▸ SET PROBLEM 1: In the git revert thread, which commit does the asker want to remove?

--- Start PASSAGE TO READ ---

How do I revert a specific commit that changed all files, causing lots of conflicts during revert?

Question

In a collaborative repository, someone made a commit that somehow made it appear like it re-added all files in the repository again.

Here is part of the history when printed with --date-order :

* 28cbf861 - (65 minutes ago) update logs and metadata (HEAD -> master, origin/master, origin/HEAD)
* e589776e - (18 hours ago) P2LTR15 update
...
* d4c61147 - (5 days ago) Delete P2STR03_SRC00150_Q0448_0000_0-7.log
* fa837509 - (5 days ago) Delete P2STR03_SRC00150_Q0427_0000_0-7.log
*   9a5e2300 - (5 days ago) git pull at 20180421 10am.
|\
* | 6567df4b - (5 days ago) add md5 3min
* | 6f7c80f7 - (5 days ago) Added md5sum files for all 3min SRCs
 /
* b97e834f - (6 days ago) Delete P2STR13_SRC00605_Q0325_0000_0-9.log
* 5cd9989b - (6 days ago) Delete P2STR13_SRC00605_Q0129_0000_0-9.log
* 769ae25d - (6 days ago) Delete P2STR13_SRC00605_Q0209_0000_0-9.log
...

The faulty commit is 6f7c80f7 , and I would like to remove it, but keep 6567df4b . The git pull commit ( 9a5e2300 ) is a simple merge commit.

When I print the history without --date-order , suddenly the commit 6f7c80f7 is shown at the very bottom, ie as if it was the first commit ever.

* 28cbf861 - (70 minutes ago) update logs and metadata
* e589776e - (18 hours ago) P2LTR15 update
...
* fa837509 - (5 days ago) Delete P2STR03_SRC00150_Q0427_0000_0-7.log
*   9a5e2300 - (5 days ago) git pull at 20180421 10am.
|\
| * b97e834f - (6 days ago) Delete P2STR13_SRC00605_Q0325_0000_0-9.log
...
| * 697a103c - (7 months ago) initial commit
* 6567df4b - (5 days ago) add md5 3min
* 6f7c80f7 - (5 days ago) Added md5sum files for all 3min SRCs

I tried doing a git revert 6f7c80f7 , but it shows a lot of conflicts that I don't know how to resolve, that is, when I do a git status :

On branch master
Your branch is up to date with 'origin/master'.

You are currently reverting commit 6f7c80f7.
  (fix conflicts and run "git revert --continue")
  (use "git revert --abort" to cancel the revert operation)

Changes to be committed:
  (use "git reset HEAD <file>..." to unstage)

    deleted:    P2LTR15/.gitkeep
    deleted:    P2LTR15/MOS_P2LTR15_MO.csv
    ... (this is basically a list of almost all the files in the repository)

Unmerged paths:
  (use "git reset HEAD <file>..." to unstage)
  (use "git add/rm <file>..." as appropriate to mark resolution)

    deleted by them: P2LTR15/P2LTR15.yaml
    deleted by them: P2LTR15/audioFrameInformation/P2LTR15_SRC00712_HRC021.afi
    ... (this is another list of files, I don't know why it is there, possibly those were actually changed)

Is there any other way I could rewrite the Git history in such a way that this bad commit never happened?

I've looked at this guide but it also only tells me to do a revert. Should I attempt to go back to a commit before that time, then cherry-pick commits and then force-rewrite the repository? I don't think that will be a nice option either.

--- End PASSAGE TO READ ---
--- Start MATERIAL ---

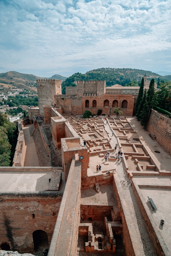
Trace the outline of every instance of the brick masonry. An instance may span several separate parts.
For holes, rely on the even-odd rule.
[[[171,155],[171,119],[152,109],[148,124],[147,130]]]

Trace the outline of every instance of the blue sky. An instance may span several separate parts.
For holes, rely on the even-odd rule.
[[[0,0],[0,73],[171,71],[171,0]]]

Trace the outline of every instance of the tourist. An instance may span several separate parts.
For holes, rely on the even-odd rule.
[[[105,162],[107,162],[107,160],[108,160],[108,156],[107,155],[105,155]]]

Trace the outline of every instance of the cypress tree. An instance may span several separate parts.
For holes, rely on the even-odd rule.
[[[138,95],[137,99],[137,101],[136,101],[136,104],[135,104],[135,114],[137,115],[137,114],[138,113],[138,107],[141,103],[141,101],[142,100],[143,96],[143,90],[144,90],[144,77],[143,77],[141,80],[141,83],[139,88],[139,92]]]
[[[139,105],[138,110],[137,110],[137,116],[138,118],[138,120],[139,121],[141,120],[141,112],[143,109],[144,105],[145,102],[145,101],[146,100],[146,88],[145,89],[144,92],[144,95],[143,98],[140,102],[140,104]]]
[[[144,126],[145,129],[146,124],[148,123],[149,108],[148,103],[146,99],[145,99],[143,109],[141,115],[141,124],[142,125]]]
[[[153,98],[154,95],[154,79],[153,78],[151,80],[149,86],[149,89],[147,92],[147,101],[149,106],[152,105],[153,101]]]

--- End MATERIAL ---

▸ SET PROBLEM 2: Please quote every one of the entries above word for word, but not the git revert thread, and leave the pictures out.

▸ CORRECT RESULT 1: 6f7c80f7

▸ CORRECT RESULT 2:
Trace the outline of every instance of the brick masonry. An instance may span several separate parts.
For holes, rely on the even-odd rule.
[[[171,155],[171,119],[152,109],[148,124],[147,130]]]

Trace the outline of every instance of the blue sky. An instance may span several separate parts.
For holes, rely on the even-odd rule.
[[[0,0],[0,73],[171,71],[171,0]]]

Trace the outline of every instance of the tourist. An instance may span several separate parts.
For holes, rely on the even-odd rule.
[[[105,162],[107,162],[107,160],[108,160],[108,156],[107,155],[105,155]]]

Trace the outline of every instance of the cypress tree. An instance may span several separate parts.
For holes, rely on the even-odd rule.
[[[138,95],[137,99],[137,101],[136,101],[136,104],[135,104],[135,114],[137,115],[137,114],[138,113],[138,107],[141,103],[141,101],[142,100],[143,96],[143,90],[144,90],[144,77],[143,77],[141,80],[141,83],[139,88],[139,92]]]
[[[139,105],[138,110],[137,110],[137,116],[138,118],[138,120],[139,121],[141,120],[141,112],[143,109],[144,105],[145,102],[145,101],[146,100],[146,88],[145,89],[144,92],[144,95],[143,98],[140,102],[140,104]]]
[[[144,126],[145,129],[146,124],[148,123],[149,108],[148,103],[146,99],[145,99],[143,109],[141,115],[141,124],[142,125]]]
[[[153,98],[154,95],[154,79],[153,78],[151,80],[149,86],[149,89],[147,92],[147,101],[149,106],[152,105],[153,101]]]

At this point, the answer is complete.